Set exercise a
Please rewrite the labeling records below with "Target" changed to "Label" everywhere and everything else kept the same, leaving the pictures out.

BEGIN Excerpted passage

Powers: We have done that also, but we also look at the Lead Product Centers, tying both engineering and manufacturing together in a location, so you have the expertise of the people actually making the product tied into the people who are making it.

IWW: You recently made an effort in the Netherlands, didn't you?

Powers: Several.

IWW: There was also a recent Regional Engineering Center opened there, correct?

Powers: Yes. We also opened one in the Kingdom -- the Kingdom of Saudi. We've had some expansions we've done in India with the engineering center there, so that we get closer to the customers to serve them better and take care of the needs they have for the future.

IWW: A lot of companies have pinpointed Singapore as a key market for Asia in recent years as well.

Powers: We have several facilities in Singapore. One of them is a QRC service center and we've been very active there for years.

IWW: Do you have any significant emphasis on Latin America?

Powers: Yes, we have several facilities, with factories in several key countries for a major footprint to manufacture product.

IWW: Brazil is always a market that you have to do manufacturing in-country to be able to tap that market effectively.

Powers: We are in Brazil in São Paulo. We're in Venezuela, Chile, Bogota...

IWW: Not that you have to look into your crystal ball, but for you what's happening with your business and what do you foresee happening over the next several months? Bear in mind, this likely will be in the issue coming out in December.

Powers: I think everybody is trying to get a good understanding of where things are going. I don't think I or anyone could answer that adequately right now. I do know that things are very well. We've got a good backlog. We're forseeing some good projects still on the horizon. But I don't know if I could predict that far out.'

IWW: Like everyone else, you're keeping a close eye on everything?

END Excerpted passage

Set exercise b
Decide whether each statement agrees with the interview, answering yes or no and quoting the words that settle it.
(i) One of the company's facilities in Singapore is a QRC service center.
(ii) Powers gives a confident forecast for the business over the next several months.
(iii) The company's presence in Brazil is in Rio de Janeiro.

BEGIN Dataset records

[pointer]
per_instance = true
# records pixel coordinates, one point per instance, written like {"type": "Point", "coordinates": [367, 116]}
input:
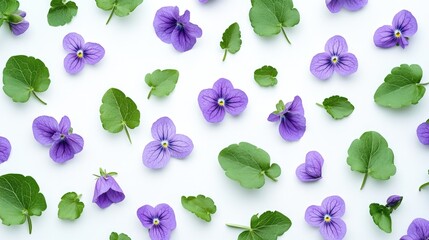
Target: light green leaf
{"type": "Point", "coordinates": [23, 76]}
{"type": "Point", "coordinates": [401, 87]}
{"type": "Point", "coordinates": [248, 165]}
{"type": "Point", "coordinates": [162, 82]}
{"type": "Point", "coordinates": [117, 112]}
{"type": "Point", "coordinates": [20, 199]}
{"type": "Point", "coordinates": [371, 155]}
{"type": "Point", "coordinates": [61, 12]}
{"type": "Point", "coordinates": [201, 206]}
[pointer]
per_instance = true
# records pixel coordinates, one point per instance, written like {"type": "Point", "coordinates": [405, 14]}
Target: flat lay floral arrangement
{"type": "Point", "coordinates": [211, 119]}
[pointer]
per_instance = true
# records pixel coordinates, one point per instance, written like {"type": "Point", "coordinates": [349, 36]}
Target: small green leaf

END Dataset records

Full response a
[pointer]
per_instance = true
# records pixel coordinates, one point per instance, written like {"type": "Point", "coordinates": [367, 116]}
input:
Label: light green leaf
{"type": "Point", "coordinates": [23, 76]}
{"type": "Point", "coordinates": [401, 87]}
{"type": "Point", "coordinates": [248, 165]}
{"type": "Point", "coordinates": [162, 82]}
{"type": "Point", "coordinates": [117, 112]}
{"type": "Point", "coordinates": [20, 199]}
{"type": "Point", "coordinates": [371, 155]}
{"type": "Point", "coordinates": [61, 12]}
{"type": "Point", "coordinates": [201, 206]}
[pointer]
per_instance = true
# records pixel coordinates, one point per instance, written like {"type": "Point", "coordinates": [405, 14]}
Label: flat lay floral arrangement
{"type": "Point", "coordinates": [211, 119]}
[pointer]
per_instance = true
# records pixel coordinates, one point per instance, written like {"type": "Point", "coordinates": [349, 36]}
Label: small green leaf

Full response b
(i) Yes: "One of them is a QRC service center"
(ii) No: "But I don't know if I could predict that far out."
(iii) No: "We are in Brazil in São Paulo."